* **TASK SET**:
- A) In the piracetam study, what p-value did the t-test produce?
- B) Continue the piracetam study from its final sentence.

* **QUOTED PASSAGE**:
Effect of Piracetam on Muscle Memory
Evan Sandsmark and Derek Sarchet
CU Boulder, Fall 2006
First synthesized in 1964, the nootropic (cognitive enhancer) supplement Piracetam has been the focus of countless studies, yielding optimistic results for pathways associated with the central nervous system. Studies have indicated that the cholinergic agent within the supplement produces positive benefits for brain cell metabolism and energy levels, increases vigilance, improves concentration, and enhances memory. In addition, Piracetam has been shown to enhance frontal lobe functions and creativity. All of these benefits can be attributed to the supplement’s ability to facilitate acetylcholine pathways as well as increase the body’s sensitivity to acetylcholine. It is unclear, however, if these improvements will be seen in cholinergic pathways in the peripheral nervous system. Since muscle memory chiefly concerns the pathways controlled by acetylcholine, we hypothesize that this neurotransmitter pathway will be improved by the consumption of Piracetam.
In order to test this hypothesis we conducted a single-blind, placebo-controlled, study over a 5 day period. 6 healthy subjects, ages 18-20, were split into two groups: the testing group (n=3) and placebo (n=3). The subjects were pre-tested in free-throw shooting to establish a baseline and practiced free-throw shooting three times during the testing period. At the end of the 5 days, the subjects were then tested again to determine effects of Piracetam. Improvements were measured in terms of increase in percentage of free-throws made in post-test over free-throws made in pre-test (this is what the t-test tested).
Participant 4, 5, and 6 had percent increases of 45.45, 6.06, and 66.67, respectively, which resulted in a standard deviation of 30.75 with a mean increase of 39.39%. The placebo standard deviation is 7.9, with a mean decrease of 9.14%. When the average percent increase of the test group is compared to the placebo on a graph, the standard deviations excessively overlap, rendering the results statistically insignificant. The t-test results indicated that the p-value (.059) exceeds .05.

Point-per-instance localization data:
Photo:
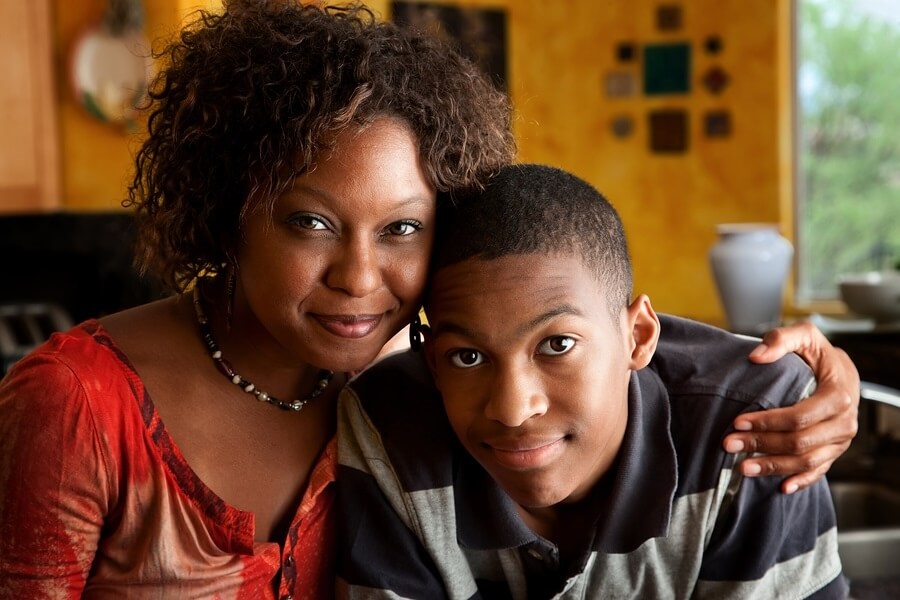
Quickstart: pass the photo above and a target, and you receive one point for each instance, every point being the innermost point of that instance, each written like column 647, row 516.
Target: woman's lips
column 347, row 326
column 529, row 456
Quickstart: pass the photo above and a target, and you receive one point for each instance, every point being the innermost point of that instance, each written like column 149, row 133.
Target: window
column 848, row 92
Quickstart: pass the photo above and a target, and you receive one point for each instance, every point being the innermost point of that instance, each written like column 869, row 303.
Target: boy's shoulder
column 396, row 407
column 696, row 359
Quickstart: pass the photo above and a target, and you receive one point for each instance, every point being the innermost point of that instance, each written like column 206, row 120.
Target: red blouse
column 97, row 500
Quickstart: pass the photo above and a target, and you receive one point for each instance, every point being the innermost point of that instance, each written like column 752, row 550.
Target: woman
column 286, row 193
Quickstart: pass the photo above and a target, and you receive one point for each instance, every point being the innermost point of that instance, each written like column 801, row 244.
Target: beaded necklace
column 228, row 371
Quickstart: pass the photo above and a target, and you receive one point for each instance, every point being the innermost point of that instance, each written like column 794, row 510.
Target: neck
column 293, row 402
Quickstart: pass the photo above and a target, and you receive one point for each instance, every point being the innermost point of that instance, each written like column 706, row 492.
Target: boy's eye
column 466, row 358
column 403, row 228
column 308, row 221
column 558, row 344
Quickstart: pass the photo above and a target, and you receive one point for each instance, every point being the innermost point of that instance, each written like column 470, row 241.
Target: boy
column 586, row 460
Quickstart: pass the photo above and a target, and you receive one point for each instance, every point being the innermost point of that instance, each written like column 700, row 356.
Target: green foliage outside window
column 849, row 101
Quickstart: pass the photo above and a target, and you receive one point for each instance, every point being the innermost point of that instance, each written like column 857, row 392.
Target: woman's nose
column 516, row 396
column 356, row 268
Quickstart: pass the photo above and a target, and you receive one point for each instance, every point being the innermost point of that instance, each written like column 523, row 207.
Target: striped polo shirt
column 419, row 518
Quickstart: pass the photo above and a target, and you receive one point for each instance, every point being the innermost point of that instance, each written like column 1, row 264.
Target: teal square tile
column 667, row 68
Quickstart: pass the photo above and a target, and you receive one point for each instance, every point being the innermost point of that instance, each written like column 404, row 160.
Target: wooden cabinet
column 29, row 138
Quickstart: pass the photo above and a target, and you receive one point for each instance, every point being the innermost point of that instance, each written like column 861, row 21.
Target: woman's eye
column 465, row 359
column 558, row 344
column 404, row 228
column 310, row 222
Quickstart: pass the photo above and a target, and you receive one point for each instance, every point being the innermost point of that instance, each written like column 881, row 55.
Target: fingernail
column 734, row 446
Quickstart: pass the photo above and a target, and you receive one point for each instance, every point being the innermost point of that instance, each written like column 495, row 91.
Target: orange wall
column 558, row 55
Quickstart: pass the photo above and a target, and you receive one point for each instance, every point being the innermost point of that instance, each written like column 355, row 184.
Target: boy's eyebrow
column 452, row 327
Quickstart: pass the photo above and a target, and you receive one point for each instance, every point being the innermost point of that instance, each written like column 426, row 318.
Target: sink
column 868, row 517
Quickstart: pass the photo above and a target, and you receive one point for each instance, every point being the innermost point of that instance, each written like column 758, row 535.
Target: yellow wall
column 558, row 55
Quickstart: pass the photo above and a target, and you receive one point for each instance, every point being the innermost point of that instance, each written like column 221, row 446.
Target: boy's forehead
column 539, row 276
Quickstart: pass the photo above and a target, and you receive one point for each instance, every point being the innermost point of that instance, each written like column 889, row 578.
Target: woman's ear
column 428, row 348
column 644, row 331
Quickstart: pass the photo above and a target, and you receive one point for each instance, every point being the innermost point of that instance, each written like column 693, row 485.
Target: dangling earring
column 230, row 285
column 415, row 334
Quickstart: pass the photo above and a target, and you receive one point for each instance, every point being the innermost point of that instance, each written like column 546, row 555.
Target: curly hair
column 249, row 98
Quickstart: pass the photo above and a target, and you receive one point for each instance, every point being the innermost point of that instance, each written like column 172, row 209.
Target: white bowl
column 875, row 294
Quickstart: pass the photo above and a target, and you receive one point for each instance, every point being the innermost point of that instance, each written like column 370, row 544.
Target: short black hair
column 536, row 209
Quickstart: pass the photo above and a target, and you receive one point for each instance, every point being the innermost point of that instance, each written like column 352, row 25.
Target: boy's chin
column 534, row 494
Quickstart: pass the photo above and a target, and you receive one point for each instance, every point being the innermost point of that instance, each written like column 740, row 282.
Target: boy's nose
column 356, row 268
column 515, row 397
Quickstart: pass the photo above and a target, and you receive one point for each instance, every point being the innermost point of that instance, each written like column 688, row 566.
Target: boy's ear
column 428, row 348
column 643, row 325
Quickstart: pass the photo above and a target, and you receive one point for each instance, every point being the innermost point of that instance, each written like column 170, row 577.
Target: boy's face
column 534, row 370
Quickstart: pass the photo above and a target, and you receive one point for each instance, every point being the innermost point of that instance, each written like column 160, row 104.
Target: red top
column 96, row 498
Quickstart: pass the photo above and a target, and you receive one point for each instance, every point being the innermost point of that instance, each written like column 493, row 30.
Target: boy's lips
column 521, row 455
column 349, row 326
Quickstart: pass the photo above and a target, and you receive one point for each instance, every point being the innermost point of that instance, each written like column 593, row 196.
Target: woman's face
column 340, row 264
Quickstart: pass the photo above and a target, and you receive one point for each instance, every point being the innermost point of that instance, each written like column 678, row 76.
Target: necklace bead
column 225, row 367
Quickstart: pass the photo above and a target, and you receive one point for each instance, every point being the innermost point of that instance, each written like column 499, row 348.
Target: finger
column 802, row 337
column 811, row 465
column 802, row 480
column 833, row 433
column 825, row 405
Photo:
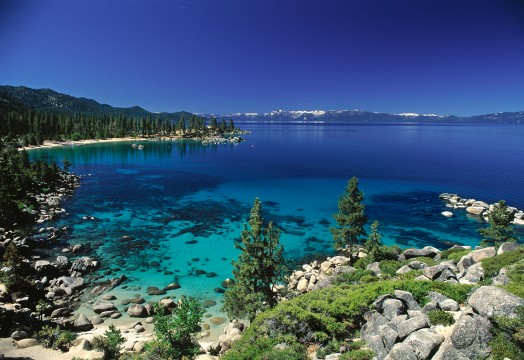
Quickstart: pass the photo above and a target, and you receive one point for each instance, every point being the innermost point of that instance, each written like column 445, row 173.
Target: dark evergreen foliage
column 20, row 180
column 350, row 218
column 260, row 266
column 499, row 229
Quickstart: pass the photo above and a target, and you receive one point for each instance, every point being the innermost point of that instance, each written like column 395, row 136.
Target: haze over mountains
column 47, row 100
column 361, row 116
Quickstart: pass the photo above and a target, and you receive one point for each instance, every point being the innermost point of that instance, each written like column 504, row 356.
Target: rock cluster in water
column 477, row 207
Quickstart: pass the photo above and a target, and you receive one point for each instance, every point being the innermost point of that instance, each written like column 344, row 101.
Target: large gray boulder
column 484, row 253
column 136, row 310
column 401, row 351
column 428, row 251
column 101, row 306
column 507, row 247
column 373, row 321
column 82, row 323
column 502, row 278
column 424, row 342
column 388, row 336
column 412, row 324
column 469, row 339
column 407, row 299
column 433, row 272
column 392, row 308
column 492, row 301
column 473, row 274
column 64, row 311
column 73, row 282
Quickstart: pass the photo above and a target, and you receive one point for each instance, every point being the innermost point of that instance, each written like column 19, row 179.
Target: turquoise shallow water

* **EXPECTED RESULTS**:
- A) .059

- B)
Because the results came up statistically insignificant, we must reject the alternative hypothesis and accept the null: Piracetam has no positive effect on muscle memory. As a result of the limited resources available, three test subjects proved to be too few because the percentage improvement for each member of the test group, although all positive increases, varied too greatly, thus creating a large standard deviation.
Another possible fault in our experiment was the rudimentary test (free-throw shooting) used to demonstrate the progression of muscle memory. It was impossible to measure how close the ball was to the hoop. Consequently, someone would have shown better muscle memory improvement by, for example, making 11 shots and completely missing every other shot than someone who made 10 shots, but hardly missed the hoop on every attempt. A much better test would be to measure electrical and neurotransmitter activity in muscle cells while subjects attempt a task associated with muscle memory. Further research with these two improvements could potentially show with near certainty whether or not Piracetam has a positive effect on muscle memory.